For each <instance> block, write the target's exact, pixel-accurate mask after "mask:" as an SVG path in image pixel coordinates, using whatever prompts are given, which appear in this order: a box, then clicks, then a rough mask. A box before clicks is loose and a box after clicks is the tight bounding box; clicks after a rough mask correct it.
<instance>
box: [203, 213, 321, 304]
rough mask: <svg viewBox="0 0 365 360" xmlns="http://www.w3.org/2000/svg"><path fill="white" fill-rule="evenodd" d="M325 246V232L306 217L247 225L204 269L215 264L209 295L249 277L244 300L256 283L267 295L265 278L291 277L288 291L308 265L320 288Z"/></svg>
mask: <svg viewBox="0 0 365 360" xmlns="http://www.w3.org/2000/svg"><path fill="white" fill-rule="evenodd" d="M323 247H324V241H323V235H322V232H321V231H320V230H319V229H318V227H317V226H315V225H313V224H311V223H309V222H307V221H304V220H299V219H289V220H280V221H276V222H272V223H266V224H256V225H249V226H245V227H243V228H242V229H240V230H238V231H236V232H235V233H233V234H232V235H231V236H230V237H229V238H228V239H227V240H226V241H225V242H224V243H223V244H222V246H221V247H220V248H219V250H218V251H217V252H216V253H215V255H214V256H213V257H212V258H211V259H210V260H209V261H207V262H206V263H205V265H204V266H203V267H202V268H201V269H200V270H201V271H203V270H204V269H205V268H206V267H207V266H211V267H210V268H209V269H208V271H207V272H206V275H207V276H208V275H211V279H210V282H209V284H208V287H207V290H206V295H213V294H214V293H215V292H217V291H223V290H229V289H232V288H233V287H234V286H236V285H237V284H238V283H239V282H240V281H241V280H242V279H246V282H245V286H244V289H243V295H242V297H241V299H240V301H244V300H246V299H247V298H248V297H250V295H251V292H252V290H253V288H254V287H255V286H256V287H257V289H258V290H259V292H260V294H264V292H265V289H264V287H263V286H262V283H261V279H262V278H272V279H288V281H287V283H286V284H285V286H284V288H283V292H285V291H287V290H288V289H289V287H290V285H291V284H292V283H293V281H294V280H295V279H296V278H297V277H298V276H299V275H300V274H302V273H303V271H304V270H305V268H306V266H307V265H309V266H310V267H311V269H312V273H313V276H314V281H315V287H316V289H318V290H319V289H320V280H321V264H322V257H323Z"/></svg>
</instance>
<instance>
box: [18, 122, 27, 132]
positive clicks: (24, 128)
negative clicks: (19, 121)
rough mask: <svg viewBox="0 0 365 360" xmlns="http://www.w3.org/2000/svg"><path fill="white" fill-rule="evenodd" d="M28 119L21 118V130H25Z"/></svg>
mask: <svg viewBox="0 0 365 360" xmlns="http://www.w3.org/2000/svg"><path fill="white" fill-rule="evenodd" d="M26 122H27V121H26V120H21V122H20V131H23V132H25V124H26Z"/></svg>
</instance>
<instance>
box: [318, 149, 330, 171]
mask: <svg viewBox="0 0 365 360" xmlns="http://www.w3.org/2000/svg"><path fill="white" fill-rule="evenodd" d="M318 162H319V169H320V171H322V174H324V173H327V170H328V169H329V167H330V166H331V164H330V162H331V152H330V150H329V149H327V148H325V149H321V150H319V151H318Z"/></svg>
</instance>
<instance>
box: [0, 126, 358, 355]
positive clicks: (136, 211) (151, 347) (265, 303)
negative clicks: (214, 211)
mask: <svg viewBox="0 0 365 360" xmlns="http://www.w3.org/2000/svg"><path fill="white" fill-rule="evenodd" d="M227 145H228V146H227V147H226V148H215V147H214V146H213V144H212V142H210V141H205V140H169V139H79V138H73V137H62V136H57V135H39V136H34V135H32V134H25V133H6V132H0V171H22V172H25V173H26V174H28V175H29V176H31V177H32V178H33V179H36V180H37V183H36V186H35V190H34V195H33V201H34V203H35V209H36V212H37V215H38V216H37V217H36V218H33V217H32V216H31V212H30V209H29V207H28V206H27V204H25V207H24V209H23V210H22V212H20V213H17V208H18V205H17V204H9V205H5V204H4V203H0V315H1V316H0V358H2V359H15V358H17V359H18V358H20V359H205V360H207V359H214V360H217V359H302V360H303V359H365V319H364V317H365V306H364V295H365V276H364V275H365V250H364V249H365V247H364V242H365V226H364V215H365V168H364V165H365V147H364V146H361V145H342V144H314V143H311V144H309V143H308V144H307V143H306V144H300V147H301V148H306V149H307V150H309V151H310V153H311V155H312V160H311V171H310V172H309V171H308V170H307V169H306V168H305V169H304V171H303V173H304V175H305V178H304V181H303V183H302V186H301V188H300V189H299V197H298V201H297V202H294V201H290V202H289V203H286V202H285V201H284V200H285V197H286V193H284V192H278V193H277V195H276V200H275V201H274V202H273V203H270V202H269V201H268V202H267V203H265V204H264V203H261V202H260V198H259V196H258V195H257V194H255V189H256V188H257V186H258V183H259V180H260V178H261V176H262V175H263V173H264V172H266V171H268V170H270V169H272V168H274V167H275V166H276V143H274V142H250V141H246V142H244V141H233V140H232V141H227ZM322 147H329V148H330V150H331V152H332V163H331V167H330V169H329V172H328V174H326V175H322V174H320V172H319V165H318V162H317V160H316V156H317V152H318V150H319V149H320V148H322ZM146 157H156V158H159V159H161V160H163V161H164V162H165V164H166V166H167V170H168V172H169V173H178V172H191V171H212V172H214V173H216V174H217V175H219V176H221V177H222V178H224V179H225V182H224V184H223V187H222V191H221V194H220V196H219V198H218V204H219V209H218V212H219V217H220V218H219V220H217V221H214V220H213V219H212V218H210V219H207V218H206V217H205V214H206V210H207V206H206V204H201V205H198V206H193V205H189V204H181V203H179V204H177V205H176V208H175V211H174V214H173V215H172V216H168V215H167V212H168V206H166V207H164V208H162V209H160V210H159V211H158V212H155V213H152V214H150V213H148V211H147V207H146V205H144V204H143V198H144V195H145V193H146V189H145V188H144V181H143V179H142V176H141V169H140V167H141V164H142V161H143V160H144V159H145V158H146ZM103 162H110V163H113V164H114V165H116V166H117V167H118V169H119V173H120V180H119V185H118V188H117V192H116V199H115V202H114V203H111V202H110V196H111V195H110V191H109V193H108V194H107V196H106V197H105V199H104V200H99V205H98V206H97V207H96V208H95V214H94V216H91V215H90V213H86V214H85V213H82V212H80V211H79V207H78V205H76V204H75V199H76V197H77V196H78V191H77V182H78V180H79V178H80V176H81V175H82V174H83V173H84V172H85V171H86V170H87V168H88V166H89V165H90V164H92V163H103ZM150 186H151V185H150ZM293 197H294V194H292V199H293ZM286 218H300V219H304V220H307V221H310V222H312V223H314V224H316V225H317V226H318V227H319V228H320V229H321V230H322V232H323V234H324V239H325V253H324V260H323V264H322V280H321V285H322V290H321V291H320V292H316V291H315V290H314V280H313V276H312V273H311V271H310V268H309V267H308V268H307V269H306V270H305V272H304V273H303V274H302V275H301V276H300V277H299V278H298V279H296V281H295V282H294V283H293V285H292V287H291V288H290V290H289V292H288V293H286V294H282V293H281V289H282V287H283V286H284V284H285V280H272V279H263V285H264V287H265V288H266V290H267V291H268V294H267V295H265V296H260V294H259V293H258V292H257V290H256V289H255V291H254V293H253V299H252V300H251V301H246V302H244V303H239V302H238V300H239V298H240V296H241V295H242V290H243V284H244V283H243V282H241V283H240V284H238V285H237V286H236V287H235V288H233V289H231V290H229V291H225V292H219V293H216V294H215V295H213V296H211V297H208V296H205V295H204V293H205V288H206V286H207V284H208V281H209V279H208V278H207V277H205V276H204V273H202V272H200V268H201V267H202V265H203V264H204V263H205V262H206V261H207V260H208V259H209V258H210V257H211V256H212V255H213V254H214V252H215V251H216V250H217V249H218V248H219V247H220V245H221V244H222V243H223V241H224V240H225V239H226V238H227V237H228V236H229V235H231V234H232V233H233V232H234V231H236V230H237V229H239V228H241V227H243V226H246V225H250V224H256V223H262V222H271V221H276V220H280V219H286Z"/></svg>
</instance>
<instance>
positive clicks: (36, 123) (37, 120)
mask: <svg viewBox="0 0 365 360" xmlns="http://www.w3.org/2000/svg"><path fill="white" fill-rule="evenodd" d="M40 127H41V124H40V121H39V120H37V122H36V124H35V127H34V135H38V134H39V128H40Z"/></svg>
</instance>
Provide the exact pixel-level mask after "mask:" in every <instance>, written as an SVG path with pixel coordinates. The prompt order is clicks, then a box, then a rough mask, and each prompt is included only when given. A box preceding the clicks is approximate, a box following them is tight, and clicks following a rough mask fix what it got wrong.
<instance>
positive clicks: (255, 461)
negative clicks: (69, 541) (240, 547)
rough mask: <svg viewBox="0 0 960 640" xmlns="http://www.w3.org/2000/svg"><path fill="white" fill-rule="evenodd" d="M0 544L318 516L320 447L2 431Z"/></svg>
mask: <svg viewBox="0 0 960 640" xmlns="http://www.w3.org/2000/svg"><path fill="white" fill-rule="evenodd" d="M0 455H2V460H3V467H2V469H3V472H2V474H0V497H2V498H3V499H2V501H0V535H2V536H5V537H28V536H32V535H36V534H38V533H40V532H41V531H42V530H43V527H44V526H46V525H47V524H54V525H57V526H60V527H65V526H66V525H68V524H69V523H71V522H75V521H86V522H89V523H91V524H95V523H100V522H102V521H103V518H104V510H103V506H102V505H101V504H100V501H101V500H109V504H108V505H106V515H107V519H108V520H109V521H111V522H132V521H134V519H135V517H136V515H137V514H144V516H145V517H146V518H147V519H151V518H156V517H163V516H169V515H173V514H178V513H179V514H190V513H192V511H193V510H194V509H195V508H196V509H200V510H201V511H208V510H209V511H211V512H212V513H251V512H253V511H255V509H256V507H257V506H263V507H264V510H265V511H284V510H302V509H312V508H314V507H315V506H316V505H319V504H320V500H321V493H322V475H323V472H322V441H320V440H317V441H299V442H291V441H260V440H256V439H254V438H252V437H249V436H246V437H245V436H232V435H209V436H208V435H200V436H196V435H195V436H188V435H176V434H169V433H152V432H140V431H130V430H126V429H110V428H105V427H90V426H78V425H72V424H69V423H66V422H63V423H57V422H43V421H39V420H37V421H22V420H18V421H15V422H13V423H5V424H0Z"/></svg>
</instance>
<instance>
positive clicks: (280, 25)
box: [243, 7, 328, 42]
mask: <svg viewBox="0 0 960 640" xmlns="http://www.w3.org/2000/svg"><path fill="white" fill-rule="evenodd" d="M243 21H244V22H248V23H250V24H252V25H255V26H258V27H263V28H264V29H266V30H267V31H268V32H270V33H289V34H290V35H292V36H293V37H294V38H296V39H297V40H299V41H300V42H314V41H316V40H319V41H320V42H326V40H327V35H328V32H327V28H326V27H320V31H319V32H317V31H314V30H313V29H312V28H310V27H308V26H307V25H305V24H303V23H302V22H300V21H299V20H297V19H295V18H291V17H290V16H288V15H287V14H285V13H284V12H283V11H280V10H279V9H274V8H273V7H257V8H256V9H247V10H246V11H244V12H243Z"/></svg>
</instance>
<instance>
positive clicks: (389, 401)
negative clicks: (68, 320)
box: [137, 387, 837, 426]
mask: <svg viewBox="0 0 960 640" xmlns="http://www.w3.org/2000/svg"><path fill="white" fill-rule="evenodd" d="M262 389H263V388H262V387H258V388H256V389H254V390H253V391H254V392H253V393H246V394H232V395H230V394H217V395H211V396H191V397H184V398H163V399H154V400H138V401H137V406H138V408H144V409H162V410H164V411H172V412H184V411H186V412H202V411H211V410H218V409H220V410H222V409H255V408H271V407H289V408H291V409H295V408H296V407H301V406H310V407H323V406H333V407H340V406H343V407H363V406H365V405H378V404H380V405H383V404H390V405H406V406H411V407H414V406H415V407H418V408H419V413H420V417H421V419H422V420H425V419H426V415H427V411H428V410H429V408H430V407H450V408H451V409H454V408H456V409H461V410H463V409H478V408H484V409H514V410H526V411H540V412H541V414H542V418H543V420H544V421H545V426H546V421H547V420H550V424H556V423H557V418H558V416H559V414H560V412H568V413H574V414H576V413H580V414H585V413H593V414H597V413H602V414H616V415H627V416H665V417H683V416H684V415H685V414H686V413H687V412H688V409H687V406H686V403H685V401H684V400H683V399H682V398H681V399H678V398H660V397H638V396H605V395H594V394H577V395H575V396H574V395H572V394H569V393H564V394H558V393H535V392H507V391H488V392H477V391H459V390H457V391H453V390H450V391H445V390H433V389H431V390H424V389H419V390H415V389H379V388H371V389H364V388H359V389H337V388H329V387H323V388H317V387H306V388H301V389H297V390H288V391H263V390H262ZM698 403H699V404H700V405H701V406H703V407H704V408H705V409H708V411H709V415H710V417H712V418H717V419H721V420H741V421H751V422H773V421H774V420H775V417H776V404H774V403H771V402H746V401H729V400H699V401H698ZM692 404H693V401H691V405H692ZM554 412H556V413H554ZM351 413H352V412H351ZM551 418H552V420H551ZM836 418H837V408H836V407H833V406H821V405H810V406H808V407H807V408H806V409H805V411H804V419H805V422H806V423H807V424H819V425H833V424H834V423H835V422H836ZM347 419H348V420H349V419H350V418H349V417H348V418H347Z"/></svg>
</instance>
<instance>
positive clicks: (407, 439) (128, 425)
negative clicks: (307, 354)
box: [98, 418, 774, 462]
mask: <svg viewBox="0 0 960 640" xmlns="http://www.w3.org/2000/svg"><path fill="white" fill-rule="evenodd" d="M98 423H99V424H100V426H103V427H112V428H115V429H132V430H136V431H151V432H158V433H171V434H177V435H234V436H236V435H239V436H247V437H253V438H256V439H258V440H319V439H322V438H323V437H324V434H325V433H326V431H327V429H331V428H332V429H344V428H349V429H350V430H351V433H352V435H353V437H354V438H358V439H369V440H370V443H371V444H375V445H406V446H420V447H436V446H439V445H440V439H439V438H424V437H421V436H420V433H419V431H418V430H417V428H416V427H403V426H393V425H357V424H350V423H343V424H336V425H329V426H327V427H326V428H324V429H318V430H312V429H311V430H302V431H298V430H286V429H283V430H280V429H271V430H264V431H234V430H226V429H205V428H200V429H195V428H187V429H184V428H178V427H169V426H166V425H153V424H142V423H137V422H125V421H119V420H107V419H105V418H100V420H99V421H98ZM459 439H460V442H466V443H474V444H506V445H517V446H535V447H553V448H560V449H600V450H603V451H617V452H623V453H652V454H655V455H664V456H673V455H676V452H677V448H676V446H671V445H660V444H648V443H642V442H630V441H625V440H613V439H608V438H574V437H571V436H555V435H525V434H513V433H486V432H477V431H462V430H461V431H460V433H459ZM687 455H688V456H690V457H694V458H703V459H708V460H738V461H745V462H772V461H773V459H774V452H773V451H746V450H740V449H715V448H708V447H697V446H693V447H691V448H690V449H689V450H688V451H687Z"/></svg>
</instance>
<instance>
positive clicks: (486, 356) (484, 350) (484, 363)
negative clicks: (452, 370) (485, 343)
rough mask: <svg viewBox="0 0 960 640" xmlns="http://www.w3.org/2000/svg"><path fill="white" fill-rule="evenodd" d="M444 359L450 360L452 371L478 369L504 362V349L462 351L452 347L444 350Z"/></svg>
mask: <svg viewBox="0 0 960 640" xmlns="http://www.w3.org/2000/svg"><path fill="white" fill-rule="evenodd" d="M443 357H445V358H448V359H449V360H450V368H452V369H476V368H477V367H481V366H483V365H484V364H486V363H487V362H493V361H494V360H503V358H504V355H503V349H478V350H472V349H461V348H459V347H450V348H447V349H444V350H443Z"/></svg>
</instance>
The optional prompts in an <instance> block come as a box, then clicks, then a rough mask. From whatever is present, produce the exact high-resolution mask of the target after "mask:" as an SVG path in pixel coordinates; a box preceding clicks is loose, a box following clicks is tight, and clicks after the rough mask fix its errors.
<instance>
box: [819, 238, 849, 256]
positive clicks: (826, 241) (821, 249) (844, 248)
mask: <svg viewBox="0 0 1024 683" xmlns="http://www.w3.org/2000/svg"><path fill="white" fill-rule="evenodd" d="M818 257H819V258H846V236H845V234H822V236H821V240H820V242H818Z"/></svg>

:: Task instructions ::
Look through the entries, and return every line that the word "block" appears in.

:: Solution below ::
For each <instance> block, write the target's exact, pixel-accurate mask after "mask:" as an SVG path in image pixel coordinates, using whatever prompts are given, which appear in this order: a box, then clicks, then a rough mask. A box before clicks is loose and a box after clicks is the tight bounding box; clicks after a rough mask correct it.
The optional prompts in an <instance> block come as a box, then clicks, then a rough mask. From whatever is present, produce the exact high-resolution mask of the target after "mask:" as an SVG path in pixel coordinates; a box preceding clicks is loose, a box following clicks is tight, and clicks after the rough mask fix its errors.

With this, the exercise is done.